::: Given data
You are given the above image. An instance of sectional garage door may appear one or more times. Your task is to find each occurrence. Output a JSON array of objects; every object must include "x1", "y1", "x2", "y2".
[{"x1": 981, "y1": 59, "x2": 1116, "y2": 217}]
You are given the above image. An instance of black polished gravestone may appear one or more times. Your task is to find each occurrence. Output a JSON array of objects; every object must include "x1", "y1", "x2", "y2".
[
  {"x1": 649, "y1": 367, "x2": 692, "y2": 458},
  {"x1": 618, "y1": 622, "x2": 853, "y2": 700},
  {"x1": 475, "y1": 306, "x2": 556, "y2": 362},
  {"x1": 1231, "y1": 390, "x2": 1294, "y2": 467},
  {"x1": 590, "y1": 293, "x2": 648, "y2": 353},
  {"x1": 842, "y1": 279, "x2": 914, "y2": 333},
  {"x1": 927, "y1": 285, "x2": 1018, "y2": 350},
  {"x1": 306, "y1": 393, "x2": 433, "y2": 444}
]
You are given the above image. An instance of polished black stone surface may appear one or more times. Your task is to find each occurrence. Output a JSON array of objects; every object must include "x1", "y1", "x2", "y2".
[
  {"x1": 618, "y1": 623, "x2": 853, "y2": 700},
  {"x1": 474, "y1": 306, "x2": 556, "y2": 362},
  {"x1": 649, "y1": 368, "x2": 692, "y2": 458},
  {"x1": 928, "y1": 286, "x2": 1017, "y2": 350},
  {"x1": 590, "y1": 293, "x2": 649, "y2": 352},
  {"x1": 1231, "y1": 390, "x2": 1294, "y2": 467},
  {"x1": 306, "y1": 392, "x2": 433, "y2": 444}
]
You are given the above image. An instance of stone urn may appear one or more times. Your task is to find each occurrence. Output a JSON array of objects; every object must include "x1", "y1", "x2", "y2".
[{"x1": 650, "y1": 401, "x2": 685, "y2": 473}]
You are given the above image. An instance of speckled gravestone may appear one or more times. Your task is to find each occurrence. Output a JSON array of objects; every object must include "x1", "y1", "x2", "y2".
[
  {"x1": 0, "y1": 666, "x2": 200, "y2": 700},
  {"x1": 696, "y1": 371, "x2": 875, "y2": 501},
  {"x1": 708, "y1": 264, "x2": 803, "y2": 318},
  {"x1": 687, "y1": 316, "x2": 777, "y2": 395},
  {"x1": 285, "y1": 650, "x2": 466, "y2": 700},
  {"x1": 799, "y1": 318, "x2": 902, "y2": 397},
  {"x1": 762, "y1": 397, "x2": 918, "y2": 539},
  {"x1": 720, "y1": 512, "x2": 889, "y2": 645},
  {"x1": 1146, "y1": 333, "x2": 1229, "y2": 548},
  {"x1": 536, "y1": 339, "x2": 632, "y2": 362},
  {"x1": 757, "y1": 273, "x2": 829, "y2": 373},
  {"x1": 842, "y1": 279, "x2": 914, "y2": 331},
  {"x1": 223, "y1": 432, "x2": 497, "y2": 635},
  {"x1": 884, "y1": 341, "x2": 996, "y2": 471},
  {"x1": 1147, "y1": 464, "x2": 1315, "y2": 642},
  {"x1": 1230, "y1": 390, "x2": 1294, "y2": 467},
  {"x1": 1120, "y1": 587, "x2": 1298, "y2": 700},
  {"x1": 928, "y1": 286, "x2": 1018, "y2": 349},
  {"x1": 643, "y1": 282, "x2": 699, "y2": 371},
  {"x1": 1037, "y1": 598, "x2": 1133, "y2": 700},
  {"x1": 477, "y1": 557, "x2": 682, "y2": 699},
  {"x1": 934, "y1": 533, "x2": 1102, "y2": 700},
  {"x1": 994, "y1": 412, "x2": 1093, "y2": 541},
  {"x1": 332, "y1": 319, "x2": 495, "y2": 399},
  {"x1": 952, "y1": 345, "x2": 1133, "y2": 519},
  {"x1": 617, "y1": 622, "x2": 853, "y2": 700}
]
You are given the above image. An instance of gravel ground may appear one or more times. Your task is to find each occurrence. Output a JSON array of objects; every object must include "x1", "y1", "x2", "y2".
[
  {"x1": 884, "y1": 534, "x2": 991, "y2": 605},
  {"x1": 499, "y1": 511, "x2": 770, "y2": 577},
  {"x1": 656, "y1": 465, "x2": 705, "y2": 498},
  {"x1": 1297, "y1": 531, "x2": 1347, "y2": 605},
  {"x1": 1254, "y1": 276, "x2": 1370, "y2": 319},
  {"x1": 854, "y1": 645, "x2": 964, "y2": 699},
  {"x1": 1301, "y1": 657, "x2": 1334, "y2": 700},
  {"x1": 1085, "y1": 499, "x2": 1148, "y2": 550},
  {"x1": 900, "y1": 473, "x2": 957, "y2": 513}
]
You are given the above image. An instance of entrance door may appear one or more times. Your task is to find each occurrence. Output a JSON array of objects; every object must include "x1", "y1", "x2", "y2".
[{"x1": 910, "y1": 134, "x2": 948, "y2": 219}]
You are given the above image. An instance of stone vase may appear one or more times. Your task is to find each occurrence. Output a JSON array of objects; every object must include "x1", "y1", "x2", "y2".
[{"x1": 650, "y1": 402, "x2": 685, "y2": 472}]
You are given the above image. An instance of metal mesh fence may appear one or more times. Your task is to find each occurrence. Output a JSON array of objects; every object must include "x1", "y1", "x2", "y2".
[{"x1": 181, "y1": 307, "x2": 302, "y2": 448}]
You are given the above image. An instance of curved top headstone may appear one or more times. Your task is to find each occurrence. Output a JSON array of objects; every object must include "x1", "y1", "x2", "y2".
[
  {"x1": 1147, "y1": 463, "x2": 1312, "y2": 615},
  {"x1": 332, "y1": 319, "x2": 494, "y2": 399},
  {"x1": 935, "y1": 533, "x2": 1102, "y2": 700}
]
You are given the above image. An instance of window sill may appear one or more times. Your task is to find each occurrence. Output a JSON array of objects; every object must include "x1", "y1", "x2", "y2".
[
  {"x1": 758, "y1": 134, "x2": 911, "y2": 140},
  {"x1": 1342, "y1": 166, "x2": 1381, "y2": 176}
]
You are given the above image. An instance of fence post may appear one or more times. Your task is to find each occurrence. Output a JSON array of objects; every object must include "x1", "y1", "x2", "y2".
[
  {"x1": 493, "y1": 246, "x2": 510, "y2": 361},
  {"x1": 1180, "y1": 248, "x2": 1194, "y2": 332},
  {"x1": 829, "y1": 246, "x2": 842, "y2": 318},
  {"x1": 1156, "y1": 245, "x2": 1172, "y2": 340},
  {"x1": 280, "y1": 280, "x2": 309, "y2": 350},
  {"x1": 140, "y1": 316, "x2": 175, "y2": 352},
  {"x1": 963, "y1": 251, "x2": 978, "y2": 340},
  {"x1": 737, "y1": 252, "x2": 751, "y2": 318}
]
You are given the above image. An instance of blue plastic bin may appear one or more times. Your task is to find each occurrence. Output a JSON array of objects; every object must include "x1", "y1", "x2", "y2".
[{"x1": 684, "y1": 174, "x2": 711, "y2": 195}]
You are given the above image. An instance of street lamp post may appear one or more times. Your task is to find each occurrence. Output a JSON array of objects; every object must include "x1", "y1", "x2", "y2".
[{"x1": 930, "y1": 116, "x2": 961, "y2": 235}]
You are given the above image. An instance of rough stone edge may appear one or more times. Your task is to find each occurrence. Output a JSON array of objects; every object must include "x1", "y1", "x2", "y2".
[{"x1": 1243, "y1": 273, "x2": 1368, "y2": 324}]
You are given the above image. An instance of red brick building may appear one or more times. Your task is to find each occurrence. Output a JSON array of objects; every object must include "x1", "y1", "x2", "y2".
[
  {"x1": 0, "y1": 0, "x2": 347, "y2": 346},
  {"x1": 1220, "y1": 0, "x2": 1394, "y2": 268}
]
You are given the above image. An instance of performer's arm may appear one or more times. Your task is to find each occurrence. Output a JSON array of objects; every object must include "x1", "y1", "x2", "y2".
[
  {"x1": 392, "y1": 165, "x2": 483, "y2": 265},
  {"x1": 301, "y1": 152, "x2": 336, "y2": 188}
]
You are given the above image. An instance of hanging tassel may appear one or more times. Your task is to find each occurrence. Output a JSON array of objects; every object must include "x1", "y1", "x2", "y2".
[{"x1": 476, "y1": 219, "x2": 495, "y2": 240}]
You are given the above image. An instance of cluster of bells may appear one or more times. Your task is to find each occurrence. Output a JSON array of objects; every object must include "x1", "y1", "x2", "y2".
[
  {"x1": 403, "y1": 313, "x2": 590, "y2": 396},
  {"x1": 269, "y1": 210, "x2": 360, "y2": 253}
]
::::::
**How to complete this task**
Produce an exact transcription of the lines from the one containing "You are given the above image. An instance of hanging" through the end of the records, both included, and no other lines.

**Response area**
You are given the above image. An instance of hanging tassel may appear one or more times. Your task is to find each occurrence. Output a JSON array of objects; every object must include "x1", "y1", "x2", "y2".
[{"x1": 476, "y1": 219, "x2": 495, "y2": 240}]
You are given the above image. An instance of cluster of bells may appear one or more times. Your task is to find each occurrence. Output a JSON array of objects; every object must include "x1", "y1", "x2", "y2".
[
  {"x1": 403, "y1": 313, "x2": 590, "y2": 396},
  {"x1": 269, "y1": 210, "x2": 360, "y2": 253}
]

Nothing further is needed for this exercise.